• PROBLEMS TO SOLVE
1. Answer these from the passage below on the building permission and the construction that followed, not from the items:
(a) On what date did the Corporation's order grant the permission?
(b) What rear setback did the permission require?
(c) How many square feet did respondent No.5 build for commercial use on the ground floor?
2. Go on with the passage below on the building permission and respondent No.5's construction, starting right after its final sentence.

• SOURCE
◆ ◆ ◆ ◆ ◆

The Corporation accorded permission to construct a ground, first, and second

floor vide its order dated 26.11.2010. The permission was granted for following

construction(s) :

(i) 1150 sq. ft. for residential purposes at the ground floor,

(ii) 649 sq. ft. residential and 501 sq. ft. commercial at the first floor, and

(iii) 1150 sq. ft. residential at the second floor.

4 The permission so granted stipulated that a front setback of 40 ft. and

a rear setback of 20 ft. was to be maintained. Respondent No.5 had categorically

stated in his application that he intended to construct two shops on the first floor

and the rest for residential purposes, in keeping with the area's zoning regulations,

which predominantly allowed residential use. Although the Municipal Authorities

permitted a mixed residential-commercial construction as per the approved plan,

respondent No.5 raised construction in violation of the sanctioned plan. He

constructed the building using RCC columns in the shape of large halls, evidently

for commercial use. Respondent No.5 had a total plot area of 2200 sq. ft. As per

the sanctioned plan, he was allowed to cover 1150 sq. ft. for residential use on the

ground floor. However, with the apparent connivance of Municipal Authorities,

he managed to construct 1856 sq. ft. for commercial use on the ground floor. This

serious violation could not have occurred without the negligence or collusion of

the concerned Authorities, who are duty bound to monitor such activities.

◆ ◆ ◆ ◆ ◆

• RECORD SET
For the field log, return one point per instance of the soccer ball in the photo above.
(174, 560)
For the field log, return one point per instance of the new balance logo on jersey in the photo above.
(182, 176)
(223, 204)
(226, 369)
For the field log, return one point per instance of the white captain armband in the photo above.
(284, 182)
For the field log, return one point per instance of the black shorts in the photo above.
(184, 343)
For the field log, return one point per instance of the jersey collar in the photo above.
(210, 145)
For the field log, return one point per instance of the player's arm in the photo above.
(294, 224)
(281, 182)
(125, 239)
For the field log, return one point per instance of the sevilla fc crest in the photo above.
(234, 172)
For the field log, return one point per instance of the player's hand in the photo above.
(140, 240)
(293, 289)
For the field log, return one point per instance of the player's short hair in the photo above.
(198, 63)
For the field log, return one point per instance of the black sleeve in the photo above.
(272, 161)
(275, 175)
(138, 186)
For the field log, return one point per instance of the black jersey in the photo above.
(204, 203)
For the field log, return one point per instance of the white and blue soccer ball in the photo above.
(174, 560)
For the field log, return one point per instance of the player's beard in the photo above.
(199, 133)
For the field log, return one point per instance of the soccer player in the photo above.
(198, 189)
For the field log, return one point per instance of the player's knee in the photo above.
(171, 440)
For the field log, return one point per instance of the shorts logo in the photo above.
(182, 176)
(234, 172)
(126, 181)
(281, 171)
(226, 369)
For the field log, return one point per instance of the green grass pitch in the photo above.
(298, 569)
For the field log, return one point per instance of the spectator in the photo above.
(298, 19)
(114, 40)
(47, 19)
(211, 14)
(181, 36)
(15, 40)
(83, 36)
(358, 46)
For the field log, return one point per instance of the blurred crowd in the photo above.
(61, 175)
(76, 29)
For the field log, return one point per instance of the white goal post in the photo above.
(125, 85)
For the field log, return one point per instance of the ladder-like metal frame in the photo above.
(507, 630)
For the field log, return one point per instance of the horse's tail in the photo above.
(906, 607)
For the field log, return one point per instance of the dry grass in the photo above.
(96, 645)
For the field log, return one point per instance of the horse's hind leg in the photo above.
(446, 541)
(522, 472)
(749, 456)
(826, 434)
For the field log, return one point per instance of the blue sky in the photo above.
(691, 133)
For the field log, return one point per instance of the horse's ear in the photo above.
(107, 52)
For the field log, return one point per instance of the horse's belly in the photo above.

◆ ◆ ◆ ◆ ◆

• ANSWER SET
1.
(a) 26.11.2010
(b) 20 ft.
(c) 1856 sq. ft.

2.
Moreover, while respondent No.5 was allowed 649 sq. ft. for residential use and

501 sq. ft. for commercial use on the first floor, however, he ended up covering

1856 sq. ft. for commercial purposes. He also constructed a 410 sq. ft. projection

slab that was not permitted in the sanctioned plan and not in accordance with the

master plan. For these violations, respondent No.5 was served with a notice

dated 12.11.2011 under Section 7(1) and under Section 12(1) of J&K Control of

Building Operation Act, 1988 . He was subsequently served another notice dated

31.07.2012 under Section 7(3) of the said Act. It was stated in the said notice that

his reply to the earlier notice was factually incorrect and unsatisfactory. It was

highlighted in the said notice that the construction adversely affected the planned

development of Jammu city and violated zoning regulations. Consequently, in

exercise of powers under Section 7(3) of the Act of 1988, respondent No.5 was

directed to demolish the unauthorized construction within five days, failing which

the Municipal Authorities would proceed with demolition at his risk and cost.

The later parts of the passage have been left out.